| Document segment |
'''

I guess this is another thing I have to try first hand. I'm not sure if I agree with the rumor that training yeast to simple sugar is making them fat and lazy.
In order to break down polysaccharides like sucrose, maltose, etc. microorganisms synthesize enzymes. If yeast are grown in a medium that does not include a particular sugar, they won't synthesize the enzymes required for metabolizing those sugars. It has nothing to do with yeast growing fat and lazy - it's related to the regulation of gene transcription and protein synthesis.
There are a lot of things in the homebrewing community which are taken as gospel without any evidence but proper yeast pitching rates and yeast cultivation are pretty well understood at this point. That's a big part of what makes homebrewing a lot easier today than it would have been 15-20 years ago.
Also, considering that DME is about the same price as sucrose, I don't see the reason for wanting to make a yeast starter without extract.
Edit: An analogous example can be found in
E. coli. There are several proteins which are required for
E. coli to metabolize lactose, another simple disaccharide. The production of those enzymes is regulated by lactose itself. The presence of lactose signals the cell to begin transcription of the transporter which actually allows lactose into the cell as well as the enzyme which cleaves the ether linkage holding the two sugars together. This particular system is very well understood and shows up all over the place in microbiology - look up the "lac operon" and you can read some fairly basic stuff on how it all works.

'''

| Task instructions |
1 > In the yeast starter post, what regulates the production of the enzymes E. coli needs to metabolize lactose?
2 > Continue the yeast starter post from where it stops.
This listing comes from a different source than the yeast starter post.

(Natural-language object grounding data)
'''

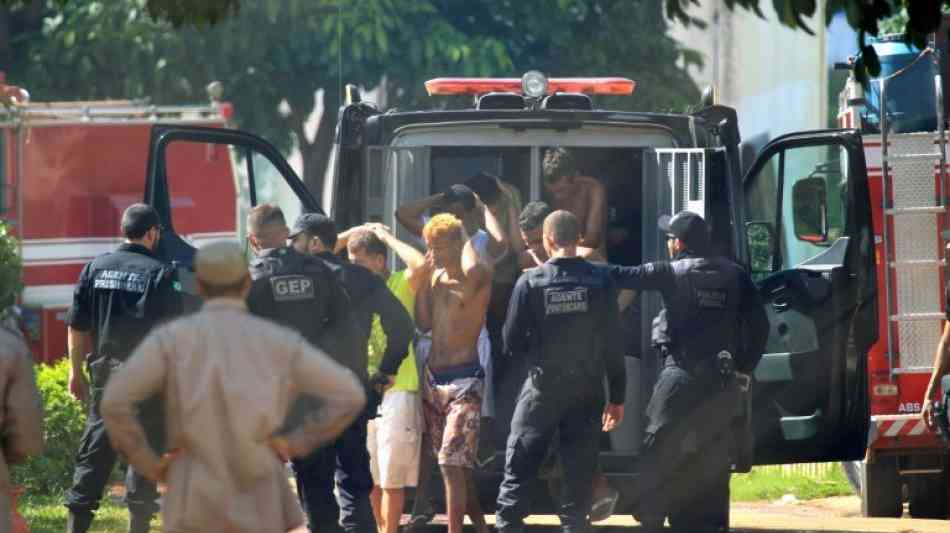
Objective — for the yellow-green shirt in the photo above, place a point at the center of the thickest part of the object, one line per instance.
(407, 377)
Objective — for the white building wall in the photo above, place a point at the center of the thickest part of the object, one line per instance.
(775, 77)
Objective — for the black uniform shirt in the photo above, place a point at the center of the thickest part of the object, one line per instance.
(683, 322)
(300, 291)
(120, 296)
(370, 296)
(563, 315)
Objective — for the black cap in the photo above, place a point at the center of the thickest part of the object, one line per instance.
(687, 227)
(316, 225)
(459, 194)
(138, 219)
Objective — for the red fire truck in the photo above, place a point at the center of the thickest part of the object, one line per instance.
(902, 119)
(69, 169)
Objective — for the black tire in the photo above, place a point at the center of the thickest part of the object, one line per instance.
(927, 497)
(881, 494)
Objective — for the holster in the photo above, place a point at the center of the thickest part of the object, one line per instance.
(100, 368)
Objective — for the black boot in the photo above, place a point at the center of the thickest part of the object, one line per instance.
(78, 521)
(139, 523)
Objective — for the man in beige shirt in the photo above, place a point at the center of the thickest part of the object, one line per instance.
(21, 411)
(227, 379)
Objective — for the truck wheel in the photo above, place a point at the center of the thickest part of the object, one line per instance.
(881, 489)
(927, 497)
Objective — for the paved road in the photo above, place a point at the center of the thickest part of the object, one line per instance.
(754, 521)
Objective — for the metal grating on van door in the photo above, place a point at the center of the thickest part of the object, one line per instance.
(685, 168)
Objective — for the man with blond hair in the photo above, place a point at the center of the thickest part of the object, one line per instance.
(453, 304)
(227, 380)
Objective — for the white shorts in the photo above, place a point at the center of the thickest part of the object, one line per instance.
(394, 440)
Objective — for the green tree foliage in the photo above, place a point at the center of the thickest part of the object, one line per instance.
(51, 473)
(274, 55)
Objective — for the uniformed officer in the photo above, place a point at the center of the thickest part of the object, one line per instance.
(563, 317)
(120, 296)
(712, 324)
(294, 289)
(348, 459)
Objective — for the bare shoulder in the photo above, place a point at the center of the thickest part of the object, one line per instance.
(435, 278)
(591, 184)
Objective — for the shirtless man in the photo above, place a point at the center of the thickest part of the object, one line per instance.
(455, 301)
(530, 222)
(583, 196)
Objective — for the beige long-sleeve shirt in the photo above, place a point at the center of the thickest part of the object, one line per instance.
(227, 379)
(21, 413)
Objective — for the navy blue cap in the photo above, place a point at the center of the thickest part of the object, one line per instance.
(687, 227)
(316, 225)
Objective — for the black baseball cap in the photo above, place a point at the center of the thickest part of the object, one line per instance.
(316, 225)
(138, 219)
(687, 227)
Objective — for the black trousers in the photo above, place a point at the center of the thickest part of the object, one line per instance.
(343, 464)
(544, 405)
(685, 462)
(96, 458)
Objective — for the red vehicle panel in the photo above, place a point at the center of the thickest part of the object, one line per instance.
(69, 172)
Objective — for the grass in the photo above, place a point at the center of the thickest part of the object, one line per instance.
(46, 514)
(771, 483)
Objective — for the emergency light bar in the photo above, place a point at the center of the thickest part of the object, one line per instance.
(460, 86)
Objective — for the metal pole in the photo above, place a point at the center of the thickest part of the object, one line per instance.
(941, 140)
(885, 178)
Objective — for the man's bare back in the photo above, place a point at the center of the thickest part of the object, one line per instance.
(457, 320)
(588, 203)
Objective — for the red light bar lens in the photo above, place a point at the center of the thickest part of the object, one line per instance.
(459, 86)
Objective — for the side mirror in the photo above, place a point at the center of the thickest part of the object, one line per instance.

'''
'''

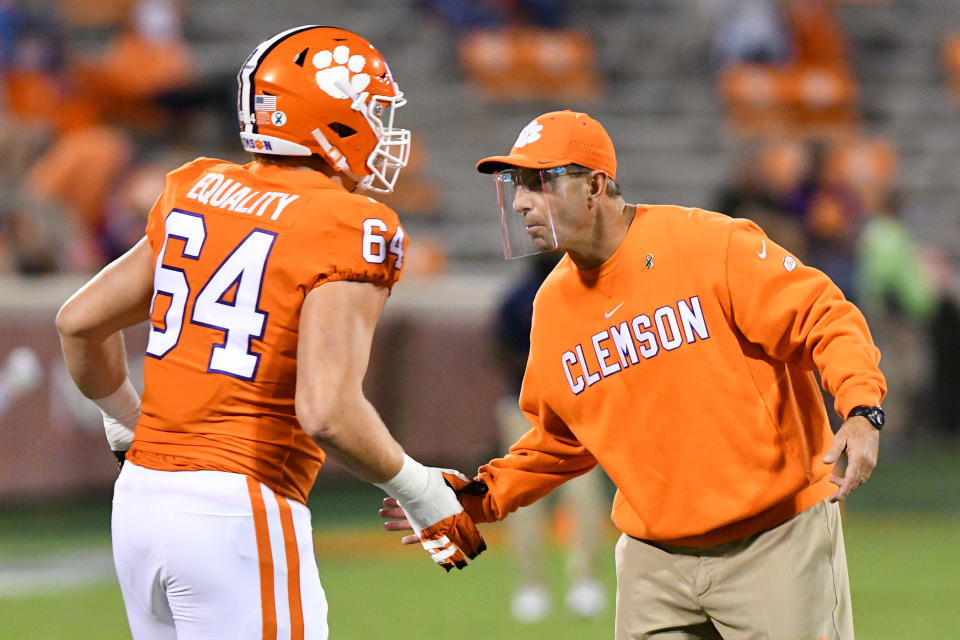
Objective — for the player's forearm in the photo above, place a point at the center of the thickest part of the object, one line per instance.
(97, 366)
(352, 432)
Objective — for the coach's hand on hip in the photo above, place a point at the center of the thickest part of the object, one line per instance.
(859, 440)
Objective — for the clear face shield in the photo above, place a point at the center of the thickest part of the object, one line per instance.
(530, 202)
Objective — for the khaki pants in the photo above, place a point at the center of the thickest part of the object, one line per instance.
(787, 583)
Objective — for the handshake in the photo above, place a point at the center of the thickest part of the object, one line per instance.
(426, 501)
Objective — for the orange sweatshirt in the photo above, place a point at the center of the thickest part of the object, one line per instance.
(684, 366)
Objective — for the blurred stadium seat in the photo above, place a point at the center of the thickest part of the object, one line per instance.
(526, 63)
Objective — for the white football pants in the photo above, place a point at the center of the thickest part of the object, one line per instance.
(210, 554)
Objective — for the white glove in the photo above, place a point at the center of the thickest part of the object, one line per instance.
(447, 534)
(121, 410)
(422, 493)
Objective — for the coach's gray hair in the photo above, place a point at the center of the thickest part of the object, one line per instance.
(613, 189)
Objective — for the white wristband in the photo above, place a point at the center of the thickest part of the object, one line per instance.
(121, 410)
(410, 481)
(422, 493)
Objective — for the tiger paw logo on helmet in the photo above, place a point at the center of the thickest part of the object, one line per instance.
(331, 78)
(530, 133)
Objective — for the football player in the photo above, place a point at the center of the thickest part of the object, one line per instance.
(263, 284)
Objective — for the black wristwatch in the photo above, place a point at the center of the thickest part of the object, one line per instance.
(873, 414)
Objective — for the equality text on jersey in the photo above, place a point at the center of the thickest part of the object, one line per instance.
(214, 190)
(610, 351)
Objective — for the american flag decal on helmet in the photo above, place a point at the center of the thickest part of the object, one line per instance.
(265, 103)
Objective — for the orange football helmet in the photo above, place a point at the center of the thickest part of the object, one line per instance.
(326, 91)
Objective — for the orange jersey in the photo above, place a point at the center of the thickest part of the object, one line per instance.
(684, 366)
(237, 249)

'''
'''

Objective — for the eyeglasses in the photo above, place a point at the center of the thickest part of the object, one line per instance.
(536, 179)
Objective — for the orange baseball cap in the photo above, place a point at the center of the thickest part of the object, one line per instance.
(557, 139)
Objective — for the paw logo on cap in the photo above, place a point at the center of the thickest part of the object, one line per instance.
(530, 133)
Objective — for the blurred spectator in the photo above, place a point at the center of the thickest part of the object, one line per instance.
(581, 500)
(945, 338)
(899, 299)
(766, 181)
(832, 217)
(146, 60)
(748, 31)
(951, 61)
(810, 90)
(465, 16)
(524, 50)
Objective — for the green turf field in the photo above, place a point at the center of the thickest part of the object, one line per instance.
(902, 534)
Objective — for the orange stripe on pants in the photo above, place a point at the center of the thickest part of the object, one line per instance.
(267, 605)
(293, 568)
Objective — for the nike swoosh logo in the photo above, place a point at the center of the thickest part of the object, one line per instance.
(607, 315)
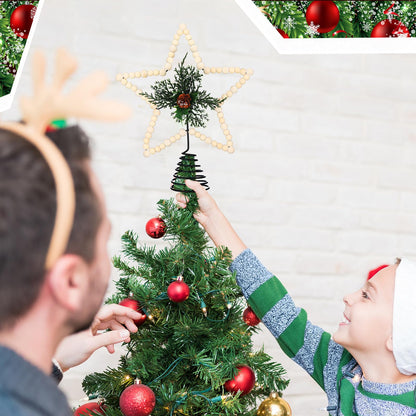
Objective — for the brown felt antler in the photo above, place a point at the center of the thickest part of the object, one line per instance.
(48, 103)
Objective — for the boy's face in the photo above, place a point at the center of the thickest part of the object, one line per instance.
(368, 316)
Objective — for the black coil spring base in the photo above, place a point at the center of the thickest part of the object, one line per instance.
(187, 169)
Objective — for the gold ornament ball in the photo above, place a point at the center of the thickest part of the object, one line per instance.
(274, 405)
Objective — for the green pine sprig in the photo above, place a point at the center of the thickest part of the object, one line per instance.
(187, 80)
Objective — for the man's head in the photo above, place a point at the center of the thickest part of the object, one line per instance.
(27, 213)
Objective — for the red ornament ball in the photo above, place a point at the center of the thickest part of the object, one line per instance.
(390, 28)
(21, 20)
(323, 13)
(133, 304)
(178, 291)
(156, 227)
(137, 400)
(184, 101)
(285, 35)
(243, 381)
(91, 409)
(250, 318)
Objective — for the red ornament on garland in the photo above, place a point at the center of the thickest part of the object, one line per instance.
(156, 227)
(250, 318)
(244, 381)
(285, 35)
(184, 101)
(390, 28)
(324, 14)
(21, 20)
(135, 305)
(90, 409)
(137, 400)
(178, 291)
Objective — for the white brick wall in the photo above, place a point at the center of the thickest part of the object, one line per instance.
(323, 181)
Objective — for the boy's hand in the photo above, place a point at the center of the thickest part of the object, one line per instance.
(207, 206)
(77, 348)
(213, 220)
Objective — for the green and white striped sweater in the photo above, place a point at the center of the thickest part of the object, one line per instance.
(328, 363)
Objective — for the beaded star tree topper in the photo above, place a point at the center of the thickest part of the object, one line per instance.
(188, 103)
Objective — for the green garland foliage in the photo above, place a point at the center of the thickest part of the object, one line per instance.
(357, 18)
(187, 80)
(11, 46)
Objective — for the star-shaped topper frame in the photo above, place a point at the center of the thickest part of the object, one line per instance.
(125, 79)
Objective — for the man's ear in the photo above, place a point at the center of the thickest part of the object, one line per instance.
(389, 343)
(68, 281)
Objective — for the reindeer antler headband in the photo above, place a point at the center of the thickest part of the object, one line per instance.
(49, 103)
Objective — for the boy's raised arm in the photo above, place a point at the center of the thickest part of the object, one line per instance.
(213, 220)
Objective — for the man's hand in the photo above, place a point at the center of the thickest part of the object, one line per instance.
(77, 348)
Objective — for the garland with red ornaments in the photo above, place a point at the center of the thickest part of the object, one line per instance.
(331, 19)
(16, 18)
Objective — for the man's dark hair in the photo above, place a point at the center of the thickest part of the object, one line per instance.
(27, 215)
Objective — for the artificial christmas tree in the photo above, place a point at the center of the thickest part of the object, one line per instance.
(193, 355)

'''

| Your responses |
1 > Lactose itself.

2 >
Now lets talk mutations - there are about a billion yeast cells in a vial. Their genomes are not all identical and regulation of the biochemical machinery needed for fermentation is not the same. Some are more / less capable than others of metabolizing the sugars present in wort. Some may not even have the capacity to digest maltose (this happens in humans with lactose - lactose intolerant folks still have the genetic information to synthesize the lactase enzyme, but the cells in their intestine have down regulated the production of it). So, if you grow up a yeast culture that only has maltose as a substrate (e.g., a starter with DME or a low-gravity wort), you are automatically selecting for the ones which are ultimately best suited to ferment your wort. Only cells which can metabolize maltose will be able to proliferate and make it into your wort.